### [Records supplied]
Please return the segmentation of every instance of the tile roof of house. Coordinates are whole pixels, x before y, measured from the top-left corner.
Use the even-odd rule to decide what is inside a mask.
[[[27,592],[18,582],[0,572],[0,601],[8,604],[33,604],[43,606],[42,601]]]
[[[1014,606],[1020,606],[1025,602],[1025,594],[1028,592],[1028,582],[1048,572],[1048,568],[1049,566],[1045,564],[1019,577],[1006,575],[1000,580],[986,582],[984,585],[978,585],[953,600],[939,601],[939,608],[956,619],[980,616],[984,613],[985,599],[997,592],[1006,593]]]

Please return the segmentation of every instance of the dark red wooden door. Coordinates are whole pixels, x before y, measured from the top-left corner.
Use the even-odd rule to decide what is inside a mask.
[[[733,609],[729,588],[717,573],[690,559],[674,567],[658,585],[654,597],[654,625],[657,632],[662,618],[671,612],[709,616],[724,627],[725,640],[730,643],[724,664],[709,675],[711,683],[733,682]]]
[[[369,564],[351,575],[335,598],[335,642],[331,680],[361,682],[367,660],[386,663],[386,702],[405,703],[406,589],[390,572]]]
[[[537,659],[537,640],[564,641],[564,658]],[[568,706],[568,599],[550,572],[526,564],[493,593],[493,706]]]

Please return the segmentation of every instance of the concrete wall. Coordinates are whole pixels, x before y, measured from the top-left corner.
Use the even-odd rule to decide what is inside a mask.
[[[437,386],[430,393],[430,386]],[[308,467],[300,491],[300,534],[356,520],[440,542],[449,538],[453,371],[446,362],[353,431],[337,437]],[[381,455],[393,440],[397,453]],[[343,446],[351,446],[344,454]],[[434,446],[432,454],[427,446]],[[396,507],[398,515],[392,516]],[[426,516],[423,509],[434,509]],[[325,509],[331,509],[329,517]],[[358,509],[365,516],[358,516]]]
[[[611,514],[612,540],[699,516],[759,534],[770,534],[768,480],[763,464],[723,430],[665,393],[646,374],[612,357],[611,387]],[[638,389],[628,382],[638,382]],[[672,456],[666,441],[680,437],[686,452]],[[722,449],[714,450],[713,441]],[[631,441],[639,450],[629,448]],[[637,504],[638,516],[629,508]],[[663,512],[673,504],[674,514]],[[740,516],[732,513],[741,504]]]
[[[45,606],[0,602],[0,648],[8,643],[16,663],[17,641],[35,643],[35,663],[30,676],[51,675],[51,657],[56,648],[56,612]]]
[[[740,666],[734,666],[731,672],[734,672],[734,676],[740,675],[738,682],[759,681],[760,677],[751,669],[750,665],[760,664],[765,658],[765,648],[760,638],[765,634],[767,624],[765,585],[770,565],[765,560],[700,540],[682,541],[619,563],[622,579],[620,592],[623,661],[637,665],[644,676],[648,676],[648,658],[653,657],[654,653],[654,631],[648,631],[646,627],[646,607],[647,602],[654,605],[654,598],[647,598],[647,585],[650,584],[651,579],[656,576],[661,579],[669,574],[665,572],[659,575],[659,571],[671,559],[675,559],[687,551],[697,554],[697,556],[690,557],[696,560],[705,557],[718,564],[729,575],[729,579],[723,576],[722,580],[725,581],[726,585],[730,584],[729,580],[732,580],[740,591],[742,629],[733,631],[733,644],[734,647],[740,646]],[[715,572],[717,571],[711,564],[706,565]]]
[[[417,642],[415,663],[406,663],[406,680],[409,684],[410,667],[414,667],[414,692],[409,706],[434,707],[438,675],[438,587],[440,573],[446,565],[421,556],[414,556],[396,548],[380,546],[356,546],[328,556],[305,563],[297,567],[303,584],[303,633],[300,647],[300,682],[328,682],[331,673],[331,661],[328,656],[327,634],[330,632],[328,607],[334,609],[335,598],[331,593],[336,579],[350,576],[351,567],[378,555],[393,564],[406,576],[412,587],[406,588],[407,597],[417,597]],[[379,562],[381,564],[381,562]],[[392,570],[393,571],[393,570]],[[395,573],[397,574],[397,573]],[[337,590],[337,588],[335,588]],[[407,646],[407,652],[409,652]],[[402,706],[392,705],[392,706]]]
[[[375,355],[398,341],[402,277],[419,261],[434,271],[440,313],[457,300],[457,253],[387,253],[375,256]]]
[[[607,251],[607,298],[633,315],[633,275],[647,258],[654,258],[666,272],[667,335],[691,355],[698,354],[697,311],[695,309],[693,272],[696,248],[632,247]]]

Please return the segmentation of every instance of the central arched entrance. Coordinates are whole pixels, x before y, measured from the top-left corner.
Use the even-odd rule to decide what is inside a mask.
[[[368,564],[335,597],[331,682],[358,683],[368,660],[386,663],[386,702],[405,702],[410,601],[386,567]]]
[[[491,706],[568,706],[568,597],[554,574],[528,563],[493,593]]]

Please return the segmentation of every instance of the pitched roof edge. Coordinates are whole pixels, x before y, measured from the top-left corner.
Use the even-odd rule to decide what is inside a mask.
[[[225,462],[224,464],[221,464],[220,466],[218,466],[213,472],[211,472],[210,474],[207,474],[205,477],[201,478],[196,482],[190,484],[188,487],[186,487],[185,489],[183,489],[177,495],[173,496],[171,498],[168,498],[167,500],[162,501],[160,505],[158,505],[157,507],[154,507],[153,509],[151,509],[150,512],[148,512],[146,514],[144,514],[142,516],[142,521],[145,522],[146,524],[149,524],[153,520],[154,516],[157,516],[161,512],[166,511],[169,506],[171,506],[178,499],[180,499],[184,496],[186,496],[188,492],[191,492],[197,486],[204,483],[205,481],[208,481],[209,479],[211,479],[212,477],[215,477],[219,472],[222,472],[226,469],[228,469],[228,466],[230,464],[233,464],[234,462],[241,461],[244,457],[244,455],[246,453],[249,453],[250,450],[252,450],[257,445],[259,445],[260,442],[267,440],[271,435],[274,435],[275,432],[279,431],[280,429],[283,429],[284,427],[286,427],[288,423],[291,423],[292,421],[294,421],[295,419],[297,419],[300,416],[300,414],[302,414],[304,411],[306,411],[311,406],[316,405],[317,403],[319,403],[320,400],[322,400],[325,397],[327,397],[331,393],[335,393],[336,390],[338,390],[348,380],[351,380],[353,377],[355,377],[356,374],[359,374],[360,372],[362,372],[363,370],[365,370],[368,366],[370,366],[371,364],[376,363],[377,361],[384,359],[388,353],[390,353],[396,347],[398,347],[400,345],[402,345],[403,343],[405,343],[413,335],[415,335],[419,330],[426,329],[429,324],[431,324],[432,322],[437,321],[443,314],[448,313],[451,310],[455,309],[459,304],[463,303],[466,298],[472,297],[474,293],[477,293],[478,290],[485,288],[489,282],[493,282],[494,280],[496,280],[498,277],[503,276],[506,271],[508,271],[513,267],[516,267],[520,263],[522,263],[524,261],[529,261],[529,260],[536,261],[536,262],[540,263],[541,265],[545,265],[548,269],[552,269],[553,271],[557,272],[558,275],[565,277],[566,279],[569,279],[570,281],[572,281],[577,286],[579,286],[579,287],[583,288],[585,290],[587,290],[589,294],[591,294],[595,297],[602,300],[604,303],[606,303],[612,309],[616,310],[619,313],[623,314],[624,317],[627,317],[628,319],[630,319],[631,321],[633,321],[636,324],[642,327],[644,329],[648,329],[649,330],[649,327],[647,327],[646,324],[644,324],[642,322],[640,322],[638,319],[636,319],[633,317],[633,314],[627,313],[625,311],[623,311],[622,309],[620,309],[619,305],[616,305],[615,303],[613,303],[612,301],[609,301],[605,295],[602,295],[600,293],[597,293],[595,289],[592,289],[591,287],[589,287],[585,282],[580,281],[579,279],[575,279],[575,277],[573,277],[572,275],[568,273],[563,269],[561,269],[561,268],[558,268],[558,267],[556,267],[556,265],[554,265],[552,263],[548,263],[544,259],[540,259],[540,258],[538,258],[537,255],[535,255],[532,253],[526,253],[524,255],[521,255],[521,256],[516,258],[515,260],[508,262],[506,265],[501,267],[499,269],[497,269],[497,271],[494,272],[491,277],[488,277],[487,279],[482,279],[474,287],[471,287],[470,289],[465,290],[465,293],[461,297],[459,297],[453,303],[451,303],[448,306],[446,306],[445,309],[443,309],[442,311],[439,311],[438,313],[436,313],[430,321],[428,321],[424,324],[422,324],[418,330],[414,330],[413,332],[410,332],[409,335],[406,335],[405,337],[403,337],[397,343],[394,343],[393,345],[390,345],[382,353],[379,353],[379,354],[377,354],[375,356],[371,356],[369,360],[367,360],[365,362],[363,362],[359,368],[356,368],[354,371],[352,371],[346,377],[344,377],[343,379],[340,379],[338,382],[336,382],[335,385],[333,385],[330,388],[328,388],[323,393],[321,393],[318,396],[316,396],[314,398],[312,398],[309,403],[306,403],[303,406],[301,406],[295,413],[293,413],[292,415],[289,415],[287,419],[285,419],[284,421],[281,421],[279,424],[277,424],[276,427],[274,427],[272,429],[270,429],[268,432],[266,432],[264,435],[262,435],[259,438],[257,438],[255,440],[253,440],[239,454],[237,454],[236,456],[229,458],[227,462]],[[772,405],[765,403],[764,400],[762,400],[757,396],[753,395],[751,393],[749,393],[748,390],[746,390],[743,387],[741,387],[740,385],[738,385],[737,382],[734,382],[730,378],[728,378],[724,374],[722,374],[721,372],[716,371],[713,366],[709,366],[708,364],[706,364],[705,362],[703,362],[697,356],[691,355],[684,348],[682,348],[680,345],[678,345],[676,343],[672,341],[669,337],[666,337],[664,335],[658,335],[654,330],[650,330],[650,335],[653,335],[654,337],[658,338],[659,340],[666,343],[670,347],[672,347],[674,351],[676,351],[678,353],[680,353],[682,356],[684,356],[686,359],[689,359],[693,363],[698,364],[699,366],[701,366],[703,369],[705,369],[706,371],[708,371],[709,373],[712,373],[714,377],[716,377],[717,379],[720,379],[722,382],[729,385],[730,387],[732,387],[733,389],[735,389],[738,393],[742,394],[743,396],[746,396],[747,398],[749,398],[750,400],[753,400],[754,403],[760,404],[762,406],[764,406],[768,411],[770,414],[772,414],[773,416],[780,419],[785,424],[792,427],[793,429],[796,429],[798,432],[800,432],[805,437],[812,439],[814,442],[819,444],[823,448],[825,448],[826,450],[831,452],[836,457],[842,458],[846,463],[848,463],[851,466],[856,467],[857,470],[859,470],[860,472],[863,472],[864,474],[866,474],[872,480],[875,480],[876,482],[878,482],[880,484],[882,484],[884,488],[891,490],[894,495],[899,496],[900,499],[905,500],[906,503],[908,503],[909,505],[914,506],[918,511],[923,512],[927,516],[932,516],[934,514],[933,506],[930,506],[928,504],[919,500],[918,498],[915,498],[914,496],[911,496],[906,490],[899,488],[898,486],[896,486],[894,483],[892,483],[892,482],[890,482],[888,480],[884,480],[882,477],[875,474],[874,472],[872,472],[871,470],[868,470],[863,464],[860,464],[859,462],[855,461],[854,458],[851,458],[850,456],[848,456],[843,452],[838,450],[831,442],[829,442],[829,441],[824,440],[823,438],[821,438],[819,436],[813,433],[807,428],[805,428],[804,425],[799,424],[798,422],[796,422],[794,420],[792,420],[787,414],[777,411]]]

### [Brief]
Count the lines of the records above that contain the word "corner". Reply with the number alone.

### [Exercise answer]
5